===== Data for this task
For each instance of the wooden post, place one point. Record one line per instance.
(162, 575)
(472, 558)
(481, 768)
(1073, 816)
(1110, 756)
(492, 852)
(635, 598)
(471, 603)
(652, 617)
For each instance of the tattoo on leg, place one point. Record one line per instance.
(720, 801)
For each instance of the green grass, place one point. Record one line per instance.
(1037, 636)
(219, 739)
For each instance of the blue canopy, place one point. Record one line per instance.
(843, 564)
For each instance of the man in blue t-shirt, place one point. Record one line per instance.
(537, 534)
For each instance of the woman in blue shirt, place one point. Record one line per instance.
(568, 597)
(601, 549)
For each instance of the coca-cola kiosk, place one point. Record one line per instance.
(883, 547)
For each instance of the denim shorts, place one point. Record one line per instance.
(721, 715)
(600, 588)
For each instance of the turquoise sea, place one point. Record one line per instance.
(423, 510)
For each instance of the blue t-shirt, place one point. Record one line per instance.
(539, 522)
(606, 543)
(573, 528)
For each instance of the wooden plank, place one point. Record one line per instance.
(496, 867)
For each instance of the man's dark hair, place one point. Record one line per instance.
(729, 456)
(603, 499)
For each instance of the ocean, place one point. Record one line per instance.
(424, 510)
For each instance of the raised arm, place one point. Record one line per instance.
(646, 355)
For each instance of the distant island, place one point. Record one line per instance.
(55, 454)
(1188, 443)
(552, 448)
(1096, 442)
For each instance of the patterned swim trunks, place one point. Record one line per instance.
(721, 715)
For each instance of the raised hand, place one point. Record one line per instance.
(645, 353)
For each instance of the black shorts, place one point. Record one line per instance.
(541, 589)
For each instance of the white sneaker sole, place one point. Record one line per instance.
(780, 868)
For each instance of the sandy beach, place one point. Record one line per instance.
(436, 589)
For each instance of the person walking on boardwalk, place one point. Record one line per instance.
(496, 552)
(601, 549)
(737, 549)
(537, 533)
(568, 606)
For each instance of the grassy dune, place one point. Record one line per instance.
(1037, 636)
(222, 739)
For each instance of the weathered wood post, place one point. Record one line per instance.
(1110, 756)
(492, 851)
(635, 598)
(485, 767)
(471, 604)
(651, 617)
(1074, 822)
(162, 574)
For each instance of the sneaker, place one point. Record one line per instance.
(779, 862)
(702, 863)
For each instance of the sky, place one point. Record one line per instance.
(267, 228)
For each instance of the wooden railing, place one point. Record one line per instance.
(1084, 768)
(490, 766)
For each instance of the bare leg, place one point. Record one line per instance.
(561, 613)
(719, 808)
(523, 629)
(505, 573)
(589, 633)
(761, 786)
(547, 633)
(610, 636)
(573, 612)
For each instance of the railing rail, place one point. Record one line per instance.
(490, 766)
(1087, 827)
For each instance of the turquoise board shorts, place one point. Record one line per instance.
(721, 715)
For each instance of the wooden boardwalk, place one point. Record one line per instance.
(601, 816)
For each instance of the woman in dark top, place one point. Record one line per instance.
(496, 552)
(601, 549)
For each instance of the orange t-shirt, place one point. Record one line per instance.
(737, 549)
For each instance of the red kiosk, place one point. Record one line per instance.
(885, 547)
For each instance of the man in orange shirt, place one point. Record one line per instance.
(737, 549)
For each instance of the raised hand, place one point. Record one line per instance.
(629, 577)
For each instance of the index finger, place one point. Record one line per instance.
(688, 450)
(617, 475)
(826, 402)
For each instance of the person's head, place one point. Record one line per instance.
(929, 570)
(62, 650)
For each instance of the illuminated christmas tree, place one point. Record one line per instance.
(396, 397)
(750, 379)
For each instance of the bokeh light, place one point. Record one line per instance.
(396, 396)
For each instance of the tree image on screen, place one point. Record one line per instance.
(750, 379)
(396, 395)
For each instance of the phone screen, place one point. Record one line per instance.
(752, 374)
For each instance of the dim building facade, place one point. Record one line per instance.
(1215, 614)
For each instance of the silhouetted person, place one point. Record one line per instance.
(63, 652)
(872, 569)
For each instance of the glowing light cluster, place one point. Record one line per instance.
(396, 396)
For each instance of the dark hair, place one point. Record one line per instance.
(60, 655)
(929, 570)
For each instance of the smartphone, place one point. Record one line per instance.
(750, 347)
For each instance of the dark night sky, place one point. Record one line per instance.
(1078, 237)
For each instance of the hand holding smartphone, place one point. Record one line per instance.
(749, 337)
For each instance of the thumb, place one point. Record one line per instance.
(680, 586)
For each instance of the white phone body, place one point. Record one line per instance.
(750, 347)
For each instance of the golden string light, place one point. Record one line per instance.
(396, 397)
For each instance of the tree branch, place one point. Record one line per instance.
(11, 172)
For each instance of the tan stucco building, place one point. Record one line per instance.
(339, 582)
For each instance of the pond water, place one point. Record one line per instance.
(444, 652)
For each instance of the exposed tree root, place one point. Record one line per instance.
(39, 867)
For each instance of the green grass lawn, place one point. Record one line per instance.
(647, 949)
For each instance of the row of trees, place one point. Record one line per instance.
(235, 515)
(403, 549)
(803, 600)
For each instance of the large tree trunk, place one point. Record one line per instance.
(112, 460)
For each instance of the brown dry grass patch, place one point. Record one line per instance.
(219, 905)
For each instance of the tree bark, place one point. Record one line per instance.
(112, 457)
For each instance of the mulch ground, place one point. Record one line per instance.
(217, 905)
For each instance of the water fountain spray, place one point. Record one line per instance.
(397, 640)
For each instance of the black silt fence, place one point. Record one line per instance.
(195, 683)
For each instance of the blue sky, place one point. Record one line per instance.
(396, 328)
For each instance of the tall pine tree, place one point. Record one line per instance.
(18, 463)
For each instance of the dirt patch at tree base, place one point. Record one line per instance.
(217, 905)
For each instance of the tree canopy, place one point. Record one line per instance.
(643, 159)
==========
All of the data above should be transcribed exactly.

For each instance of the wooden post, place one point. Record one line per instance.
(162, 575)
(472, 558)
(481, 768)
(1073, 816)
(1110, 756)
(492, 852)
(635, 598)
(471, 603)
(652, 617)
For each instance of the tattoo on leg, place one point. Record one line per instance.
(720, 801)
For each instance of the green grass, place one point. Record one line per instance.
(1037, 636)
(219, 739)
For each instance of the blue canopy, place one point. Record one line per instance.
(843, 564)
For each instance of the man in blue t-shirt, place one point. Record one line per instance.
(537, 534)
For each instance of the woman in blue shirt, place one point. Record one line per instance.
(568, 597)
(601, 549)
For each instance of the coca-cola kiosk, place one point. Record one line per instance.
(883, 547)
For each instance of the denim shorts, place one point. Record one line per instance.
(721, 715)
(600, 588)
For each instance of the turquoise sea, place one point. Record one line per instance.
(423, 510)
For each instance of the blue t-shirt, place one point. Record one line per instance.
(539, 522)
(606, 543)
(573, 528)
For each instance of the wooden plank, place one point. Record one line per instance.
(496, 867)
For each instance of the man's dark hair, place one point. Record one line per instance.
(729, 456)
(603, 499)
For each instance of the ocean, place one point. Record one line per instance.
(424, 510)
For each instance of the raised arm, place one point. Record one line per instance.
(646, 355)
For each instance of the distant island, place one point. Record one line per instance.
(55, 454)
(1188, 443)
(552, 448)
(1096, 442)
For each instance of the patterned swim trunks, place one point. Record one line per instance.
(721, 715)
For each instance of the raised hand, place one point. Record one line per instance.
(645, 353)
For each instance of the black shorts, place one point. Record one line per instance.
(541, 589)
For each instance of the white sneaker sole, place one point. Record one line per instance.
(780, 868)
For each instance of the sandy beach, place one point. Record one line per instance.
(436, 589)
For each instance of the person walking on boardwalk, place one point. Record one line per instance.
(496, 552)
(601, 549)
(737, 549)
(537, 533)
(568, 606)
For each instance of the grassy dune, place one point. Record one line per instance.
(1037, 636)
(222, 739)
For each instance of the weathered wood post, place one point. Record one line per instance.
(1110, 756)
(492, 851)
(635, 598)
(485, 767)
(471, 604)
(651, 617)
(1074, 822)
(162, 574)
For each instance of the sneaker, place one point. Record one line per instance.
(779, 862)
(702, 863)
For each instance of the sky, place one point. Record one line per instance.
(267, 228)
For each instance of the wooden railing, place one point. Record one line per instance.
(1084, 768)
(490, 766)
For each instance of the bare leg, place one point. Record one line per instance.
(561, 613)
(719, 808)
(523, 629)
(505, 573)
(589, 633)
(761, 786)
(547, 633)
(610, 636)
(573, 612)
For each instance of the railing rail, place one point. Record one line per instance.
(490, 766)
(1087, 827)
For each instance of the turquoise board shorts, place one point. Record one line per instance.
(721, 715)
For each instance of the wooden boardwalk, place one point. Record one line per instance.
(601, 816)
For each instance of the woman in dark top, place one point. Record one line per instance.
(496, 552)
(601, 549)
For each instance of the orange t-shirt, place one point. Record one line per instance.
(737, 549)
For each instance of the red kiosk, place one point. Record one line per instance.
(885, 547)
For each instance of the man in orange shirt, place one point. Record one line per instance.
(737, 549)
For each instance of the raised hand, place one point. Record one line per instance.
(629, 577)
For each instance of the index finger, place one point. Record one line per instance.
(688, 450)
(617, 475)
(826, 402)
For each instance of the person's head, place one point. Record one line per instance.
(929, 570)
(62, 650)
For each instance of the illuminated christmas tree, place one point. Record one line per instance.
(396, 397)
(750, 379)
For each instance of the bokeh light, place one point. Record one line per instance.
(396, 396)
For each instance of the tree image on screen, place one point. Record one line per instance.
(750, 379)
(396, 395)
For each instance of the phone screen, place one point. Record one line per instance.
(752, 374)
For each instance of the dim building facade, place one point. Record one line per instance.
(1215, 614)
For each instance of the silhouetted person, place one point. Record one line per instance.
(63, 652)
(872, 569)
For each instance of the glowing light cluster, place one point. Record one line per instance.
(396, 396)
For each instance of the dark hair, place one point. Record one line per instance.
(60, 655)
(929, 570)
For each instance of the smartphone, place one point. Record one line per instance.
(750, 347)
For each instance of the dark night sky, place one point. Record one line per instance.
(1078, 237)
For each instance of the hand holding smartphone, place one point. Record one line per instance.
(749, 337)
For each instance of the thumb, place one point. Record one line per instance.
(680, 586)
For each instance of the white phone body, place one point. Record one line per instance.
(750, 347)
For each instance of the golden string light, place one point. Record one line per instance.
(396, 397)
For each instance of the tree branch, place one point. Record one line per instance.
(11, 172)
For each instance of the tan stucco building, place one point. Record one line per instance.
(339, 582)
For each instance of the pond water, place one point. Record one line per instance.
(444, 652)
For each instance of the exposed tree root, place one point. Record one line per instance.
(39, 867)
For each instance of the green grass lawn, place one point. Record one line per instance.
(647, 949)
For each instance of the row of trees, place one point. Record one line per instance.
(235, 515)
(403, 549)
(803, 600)
For each instance of the large tree trunk, place one point. Record one line per instance.
(112, 460)
For each instance of the brown dry grass patch, place one point. Record one line per instance.
(219, 905)
For each instance of the tree bark, place one point. Record one line per instance.
(112, 457)
For each instance of the mulch ground, place one point. Record one line per instance.
(217, 905)
For each instance of the water fountain spray, place one point. Record one line per instance.
(397, 640)
For each instance of the black silt fence, place one point. Record one line per instance.
(195, 683)
For each instance of the blue sky, place one point. Record one line per instance.
(396, 328)
For each instance of the tall pine tree, place one point. Record one line per instance.
(18, 463)
For each instance of the dirt patch at tree base, place one point. Record one line per instance.
(217, 905)
For each instance of the tree canopy, place one point. Record one line per instance.
(643, 159)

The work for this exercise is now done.